[DOCUMENT EXTRACT]
‘this’ pointer in C++

The ‘this’ pointer is passed as a hidden argument to all nonstatic member function calls and is available as a local variable within the body of all nonstatic functions. ‘this’ pointer is a constant pointer that holds the memory address of the current object. ‘this’ pointer is not available in static member functions as static member functions can be called without any object (with class name).
For a class X, the type of this pointer is ‘X* const’. Also, if a member function of X is declared as const, then the type of this pointer is ‘const X *const’ (see this GFact)

Following are the situations where ‘this’ pointer is used:

1) When local variable’s name is same as member’s name

#include<iostream>
using namespace std;

/* local variable is same as a member's name */
class Test
{
private:
   int x;
public:
   void setX (int x)
   {
       // The 'this' pointer is used to retrieve the object's x
       // hidden by the local variable 'x'
       this->x = x;
   }
   void print() { cout << "x = " << x << endl; }
};

int main()
{
   Test obj;
   int x = 20;
   obj.setX(x);
   obj.print();
   return 0;
}

Output:

 x = 20

For constructors, initializer list can also be used when parameter name is same as member’s name.



2) To return reference to the calling object

/* Reference to the calling object can be returned */ 
Test& Test::func ()

[SET PROBLEM 1] Pull out every line of the records that contains the word "foliage". Case counts.
The article on the C++ 'this' pointer and the records are unrelated material.

[INFORMATION SUPPLIED]

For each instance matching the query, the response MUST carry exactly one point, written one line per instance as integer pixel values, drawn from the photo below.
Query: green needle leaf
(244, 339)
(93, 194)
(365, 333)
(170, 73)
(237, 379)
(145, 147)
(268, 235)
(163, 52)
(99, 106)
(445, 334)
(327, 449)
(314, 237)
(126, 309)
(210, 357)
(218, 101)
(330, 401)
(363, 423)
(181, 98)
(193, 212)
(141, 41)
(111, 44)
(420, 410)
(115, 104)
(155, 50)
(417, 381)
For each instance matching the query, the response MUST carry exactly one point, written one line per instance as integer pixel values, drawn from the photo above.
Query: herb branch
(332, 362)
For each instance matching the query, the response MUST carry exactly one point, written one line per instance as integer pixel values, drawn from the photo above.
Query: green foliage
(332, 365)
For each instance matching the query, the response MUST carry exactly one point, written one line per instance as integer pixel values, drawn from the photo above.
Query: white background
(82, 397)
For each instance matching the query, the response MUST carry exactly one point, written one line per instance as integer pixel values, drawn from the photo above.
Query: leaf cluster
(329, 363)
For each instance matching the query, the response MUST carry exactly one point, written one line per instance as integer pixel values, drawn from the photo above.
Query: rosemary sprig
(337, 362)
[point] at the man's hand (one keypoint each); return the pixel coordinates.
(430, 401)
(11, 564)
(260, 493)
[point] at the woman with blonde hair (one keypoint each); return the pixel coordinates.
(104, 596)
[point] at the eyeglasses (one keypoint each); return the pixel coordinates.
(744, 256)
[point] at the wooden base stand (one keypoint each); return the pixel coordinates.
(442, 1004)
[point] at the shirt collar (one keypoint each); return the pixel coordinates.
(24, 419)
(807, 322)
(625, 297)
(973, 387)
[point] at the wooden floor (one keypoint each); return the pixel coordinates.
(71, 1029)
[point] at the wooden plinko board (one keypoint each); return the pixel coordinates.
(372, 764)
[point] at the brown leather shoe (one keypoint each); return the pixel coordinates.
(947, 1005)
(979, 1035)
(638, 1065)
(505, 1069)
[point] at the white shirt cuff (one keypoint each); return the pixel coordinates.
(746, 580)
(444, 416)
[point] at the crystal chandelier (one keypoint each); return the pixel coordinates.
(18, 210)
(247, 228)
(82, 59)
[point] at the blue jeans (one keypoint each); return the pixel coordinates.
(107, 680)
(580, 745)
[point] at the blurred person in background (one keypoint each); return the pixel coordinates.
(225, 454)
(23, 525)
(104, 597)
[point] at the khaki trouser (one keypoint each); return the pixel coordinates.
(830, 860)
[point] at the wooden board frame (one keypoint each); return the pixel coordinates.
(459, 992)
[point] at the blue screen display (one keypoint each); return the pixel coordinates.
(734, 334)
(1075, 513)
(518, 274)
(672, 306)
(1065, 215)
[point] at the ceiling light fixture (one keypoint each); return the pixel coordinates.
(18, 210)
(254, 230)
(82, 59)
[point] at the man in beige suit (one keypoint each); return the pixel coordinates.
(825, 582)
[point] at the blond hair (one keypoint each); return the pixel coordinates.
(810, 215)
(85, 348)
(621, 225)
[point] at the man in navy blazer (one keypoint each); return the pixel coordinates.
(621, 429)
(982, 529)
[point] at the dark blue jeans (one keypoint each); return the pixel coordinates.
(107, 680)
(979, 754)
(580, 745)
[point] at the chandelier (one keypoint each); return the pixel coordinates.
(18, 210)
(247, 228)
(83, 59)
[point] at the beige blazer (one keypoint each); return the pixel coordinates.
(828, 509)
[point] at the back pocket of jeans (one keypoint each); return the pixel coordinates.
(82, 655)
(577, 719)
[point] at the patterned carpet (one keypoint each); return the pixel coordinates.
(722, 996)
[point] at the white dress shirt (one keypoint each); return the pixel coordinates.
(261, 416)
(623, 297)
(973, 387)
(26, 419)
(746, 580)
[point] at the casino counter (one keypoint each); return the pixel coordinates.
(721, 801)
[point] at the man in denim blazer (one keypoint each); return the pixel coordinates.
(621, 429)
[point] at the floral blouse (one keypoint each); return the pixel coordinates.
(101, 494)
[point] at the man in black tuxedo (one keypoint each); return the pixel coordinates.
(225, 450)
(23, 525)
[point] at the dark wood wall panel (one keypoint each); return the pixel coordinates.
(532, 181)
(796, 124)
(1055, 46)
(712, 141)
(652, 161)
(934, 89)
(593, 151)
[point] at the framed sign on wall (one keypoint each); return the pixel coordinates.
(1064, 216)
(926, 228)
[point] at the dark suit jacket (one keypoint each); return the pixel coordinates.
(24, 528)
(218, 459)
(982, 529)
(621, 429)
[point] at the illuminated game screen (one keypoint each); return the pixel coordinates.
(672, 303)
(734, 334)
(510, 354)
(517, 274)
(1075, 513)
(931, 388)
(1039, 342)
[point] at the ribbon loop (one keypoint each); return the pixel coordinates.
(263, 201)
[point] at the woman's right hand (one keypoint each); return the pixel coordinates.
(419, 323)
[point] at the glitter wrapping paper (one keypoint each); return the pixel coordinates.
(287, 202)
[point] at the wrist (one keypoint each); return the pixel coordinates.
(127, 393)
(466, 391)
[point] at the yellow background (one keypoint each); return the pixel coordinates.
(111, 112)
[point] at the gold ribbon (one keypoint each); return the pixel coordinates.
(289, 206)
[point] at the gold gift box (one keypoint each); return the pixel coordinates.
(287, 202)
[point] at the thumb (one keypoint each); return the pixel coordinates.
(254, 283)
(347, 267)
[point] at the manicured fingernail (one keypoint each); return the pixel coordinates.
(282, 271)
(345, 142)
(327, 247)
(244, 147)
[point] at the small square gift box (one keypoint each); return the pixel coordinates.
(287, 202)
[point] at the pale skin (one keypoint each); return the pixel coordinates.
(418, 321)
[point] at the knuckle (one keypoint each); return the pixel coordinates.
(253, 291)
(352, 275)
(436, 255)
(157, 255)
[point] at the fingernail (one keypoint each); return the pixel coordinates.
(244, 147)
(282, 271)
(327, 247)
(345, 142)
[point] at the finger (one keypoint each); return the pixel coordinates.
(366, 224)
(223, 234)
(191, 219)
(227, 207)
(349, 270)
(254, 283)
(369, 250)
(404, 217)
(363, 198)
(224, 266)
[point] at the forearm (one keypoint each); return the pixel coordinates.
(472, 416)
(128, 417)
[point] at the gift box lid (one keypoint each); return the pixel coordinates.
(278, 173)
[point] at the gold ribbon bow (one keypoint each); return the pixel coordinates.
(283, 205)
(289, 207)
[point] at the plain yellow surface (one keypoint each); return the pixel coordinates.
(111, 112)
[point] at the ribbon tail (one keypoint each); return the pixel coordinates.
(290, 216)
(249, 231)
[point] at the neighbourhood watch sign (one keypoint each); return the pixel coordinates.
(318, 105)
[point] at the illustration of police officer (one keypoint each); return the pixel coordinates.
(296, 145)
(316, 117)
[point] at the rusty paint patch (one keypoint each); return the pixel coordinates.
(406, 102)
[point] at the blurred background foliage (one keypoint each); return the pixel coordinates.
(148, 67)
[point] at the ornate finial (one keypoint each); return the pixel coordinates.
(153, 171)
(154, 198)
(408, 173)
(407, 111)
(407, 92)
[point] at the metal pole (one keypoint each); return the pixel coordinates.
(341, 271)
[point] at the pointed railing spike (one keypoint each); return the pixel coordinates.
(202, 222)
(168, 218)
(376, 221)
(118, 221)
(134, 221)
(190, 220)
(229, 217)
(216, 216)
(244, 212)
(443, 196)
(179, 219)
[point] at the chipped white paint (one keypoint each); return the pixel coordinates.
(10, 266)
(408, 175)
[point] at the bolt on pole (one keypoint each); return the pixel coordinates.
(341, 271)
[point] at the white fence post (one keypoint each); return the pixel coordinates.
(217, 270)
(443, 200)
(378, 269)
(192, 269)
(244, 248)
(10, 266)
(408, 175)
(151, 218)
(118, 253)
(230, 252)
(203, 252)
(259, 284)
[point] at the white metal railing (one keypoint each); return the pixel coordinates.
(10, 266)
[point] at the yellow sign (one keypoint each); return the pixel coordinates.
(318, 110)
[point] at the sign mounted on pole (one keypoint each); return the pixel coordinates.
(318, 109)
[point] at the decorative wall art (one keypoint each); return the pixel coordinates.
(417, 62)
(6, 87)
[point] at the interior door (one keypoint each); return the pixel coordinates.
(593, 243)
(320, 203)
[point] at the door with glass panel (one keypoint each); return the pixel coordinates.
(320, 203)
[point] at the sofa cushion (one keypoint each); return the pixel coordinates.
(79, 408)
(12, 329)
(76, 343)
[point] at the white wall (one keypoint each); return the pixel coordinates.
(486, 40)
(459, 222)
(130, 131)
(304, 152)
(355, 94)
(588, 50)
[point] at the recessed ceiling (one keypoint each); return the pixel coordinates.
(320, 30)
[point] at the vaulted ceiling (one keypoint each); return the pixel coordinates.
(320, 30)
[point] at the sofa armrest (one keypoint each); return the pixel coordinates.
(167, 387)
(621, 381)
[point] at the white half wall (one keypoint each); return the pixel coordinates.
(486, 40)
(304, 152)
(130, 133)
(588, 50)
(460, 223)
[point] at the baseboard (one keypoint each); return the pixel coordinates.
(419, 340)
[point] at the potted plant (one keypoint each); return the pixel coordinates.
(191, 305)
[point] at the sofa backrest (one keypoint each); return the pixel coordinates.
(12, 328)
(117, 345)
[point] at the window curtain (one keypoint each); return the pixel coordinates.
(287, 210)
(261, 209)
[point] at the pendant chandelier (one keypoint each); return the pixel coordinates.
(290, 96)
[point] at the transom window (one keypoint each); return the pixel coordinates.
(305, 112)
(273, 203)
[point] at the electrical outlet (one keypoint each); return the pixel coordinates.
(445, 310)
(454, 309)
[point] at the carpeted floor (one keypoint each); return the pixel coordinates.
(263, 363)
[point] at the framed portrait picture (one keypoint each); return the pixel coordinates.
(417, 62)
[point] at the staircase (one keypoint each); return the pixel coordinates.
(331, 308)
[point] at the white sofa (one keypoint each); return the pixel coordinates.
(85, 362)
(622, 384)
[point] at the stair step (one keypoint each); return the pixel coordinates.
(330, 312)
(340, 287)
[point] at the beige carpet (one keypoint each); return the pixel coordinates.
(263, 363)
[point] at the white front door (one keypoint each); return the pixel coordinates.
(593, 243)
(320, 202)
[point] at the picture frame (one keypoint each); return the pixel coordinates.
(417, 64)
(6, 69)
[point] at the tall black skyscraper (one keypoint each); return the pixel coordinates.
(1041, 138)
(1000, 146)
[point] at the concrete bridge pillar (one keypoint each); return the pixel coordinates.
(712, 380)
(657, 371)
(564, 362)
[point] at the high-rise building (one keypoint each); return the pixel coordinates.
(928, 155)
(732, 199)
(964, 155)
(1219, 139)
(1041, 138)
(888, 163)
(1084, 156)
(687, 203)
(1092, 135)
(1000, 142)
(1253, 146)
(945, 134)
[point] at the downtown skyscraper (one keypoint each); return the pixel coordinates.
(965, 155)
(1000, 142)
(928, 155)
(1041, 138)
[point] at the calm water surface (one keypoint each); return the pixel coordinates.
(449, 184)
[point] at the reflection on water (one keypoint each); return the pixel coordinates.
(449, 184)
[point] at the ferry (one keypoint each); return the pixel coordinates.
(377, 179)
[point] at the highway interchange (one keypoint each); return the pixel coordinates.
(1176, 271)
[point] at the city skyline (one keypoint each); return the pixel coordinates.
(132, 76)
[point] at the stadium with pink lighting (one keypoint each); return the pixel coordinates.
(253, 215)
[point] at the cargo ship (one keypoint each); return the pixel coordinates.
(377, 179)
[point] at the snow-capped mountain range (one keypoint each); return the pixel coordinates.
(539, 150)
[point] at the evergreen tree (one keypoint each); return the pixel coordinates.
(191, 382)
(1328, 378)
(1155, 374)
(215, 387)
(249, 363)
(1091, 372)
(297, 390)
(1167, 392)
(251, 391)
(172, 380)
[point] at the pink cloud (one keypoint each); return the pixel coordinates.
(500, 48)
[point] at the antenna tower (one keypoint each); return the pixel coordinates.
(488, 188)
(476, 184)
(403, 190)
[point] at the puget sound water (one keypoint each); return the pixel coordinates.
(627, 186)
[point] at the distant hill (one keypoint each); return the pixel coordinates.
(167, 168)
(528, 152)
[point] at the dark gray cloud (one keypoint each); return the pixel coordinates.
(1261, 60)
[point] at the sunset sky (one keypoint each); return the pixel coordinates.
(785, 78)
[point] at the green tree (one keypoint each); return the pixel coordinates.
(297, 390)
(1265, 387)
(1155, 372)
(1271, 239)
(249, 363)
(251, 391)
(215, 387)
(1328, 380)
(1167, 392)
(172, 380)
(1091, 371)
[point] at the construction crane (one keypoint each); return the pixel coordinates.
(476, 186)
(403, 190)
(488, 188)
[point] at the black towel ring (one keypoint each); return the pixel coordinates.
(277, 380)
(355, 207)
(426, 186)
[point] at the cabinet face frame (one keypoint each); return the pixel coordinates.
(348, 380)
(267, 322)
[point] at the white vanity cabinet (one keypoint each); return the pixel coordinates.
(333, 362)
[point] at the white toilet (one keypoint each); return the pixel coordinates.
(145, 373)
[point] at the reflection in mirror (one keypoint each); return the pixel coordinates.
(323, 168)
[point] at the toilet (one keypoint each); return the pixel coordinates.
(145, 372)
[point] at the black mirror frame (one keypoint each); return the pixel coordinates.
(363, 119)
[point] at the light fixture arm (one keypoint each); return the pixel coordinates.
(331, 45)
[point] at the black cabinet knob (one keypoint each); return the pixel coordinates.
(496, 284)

[SET PROBLEM 2] Copy word for word the part of the article on the C++ 'this' pointer that runs from "Following are the" up to and including "setX (int x)".

[EXPECTED ANSWER 1]
Query: green foliage
[point] at the blurred background foliage (one keypoint each); return the pixel coordinates.

[EXPECTED ANSWER 2]
Following are the situations where ‘this’ pointer is used:

1) When local variable’s name is same as member’s name

#include<iostream>
using namespace std;

/* local variable is same as a member's name */
class Test
{
private:
   int x;
public:
   void setX (int x)